**TASK TO COMPLETE**
Set down exactly the lines below, from the one containing "Identify each instance of the knife blade" through the final line, and include no others.

Saved entries:
-------------------------

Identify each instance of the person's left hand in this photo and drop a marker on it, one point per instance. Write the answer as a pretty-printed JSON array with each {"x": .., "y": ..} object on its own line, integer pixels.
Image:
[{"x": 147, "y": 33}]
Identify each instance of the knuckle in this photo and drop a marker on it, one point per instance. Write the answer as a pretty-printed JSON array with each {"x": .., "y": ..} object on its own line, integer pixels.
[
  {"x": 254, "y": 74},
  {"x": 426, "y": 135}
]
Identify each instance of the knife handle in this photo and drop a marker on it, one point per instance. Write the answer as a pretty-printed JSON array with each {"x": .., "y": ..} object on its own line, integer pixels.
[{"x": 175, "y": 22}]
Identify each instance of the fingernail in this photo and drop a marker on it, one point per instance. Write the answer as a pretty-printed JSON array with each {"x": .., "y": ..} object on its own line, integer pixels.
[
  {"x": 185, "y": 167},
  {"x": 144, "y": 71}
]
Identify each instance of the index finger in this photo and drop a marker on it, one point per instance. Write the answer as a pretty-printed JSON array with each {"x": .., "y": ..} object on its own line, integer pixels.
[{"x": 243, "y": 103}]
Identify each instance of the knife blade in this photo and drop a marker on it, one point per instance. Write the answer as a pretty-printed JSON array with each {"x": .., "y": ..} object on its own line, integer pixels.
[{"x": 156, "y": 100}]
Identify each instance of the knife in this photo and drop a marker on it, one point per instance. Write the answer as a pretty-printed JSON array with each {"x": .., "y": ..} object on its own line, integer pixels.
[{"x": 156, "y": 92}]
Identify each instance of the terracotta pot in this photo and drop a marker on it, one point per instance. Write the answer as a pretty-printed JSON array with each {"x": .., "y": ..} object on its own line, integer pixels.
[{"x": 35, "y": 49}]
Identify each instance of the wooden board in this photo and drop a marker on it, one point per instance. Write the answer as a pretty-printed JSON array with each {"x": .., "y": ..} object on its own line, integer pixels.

-------------------------

**OUTPUT**
Identify each instance of the knife blade in this photo and drop a marker on it, one point per instance. Write the answer as a pretty-printed JSON array with each {"x": .., "y": ..} object on its own line, integer pixels.
[{"x": 156, "y": 100}]
Identify each instance of the knife in this photo and drop a marker on it, one point per instance. Write the answer as a pretty-printed JSON array with each {"x": .., "y": ..} object on its own line, integer pixels.
[{"x": 156, "y": 92}]
Identify each instance of the terracotta pot in this photo and drop a marker on it, one point per instance. Write the answer as a pretty-printed JSON array with each {"x": .., "y": ..} object on its own line, integer pixels.
[{"x": 35, "y": 49}]
Identify each instance of the wooden board in this photo and drop a marker on it, one point per instance. Write the answer as a pretty-printed JSON array with each {"x": .., "y": ..} object on its own line, integer pixels.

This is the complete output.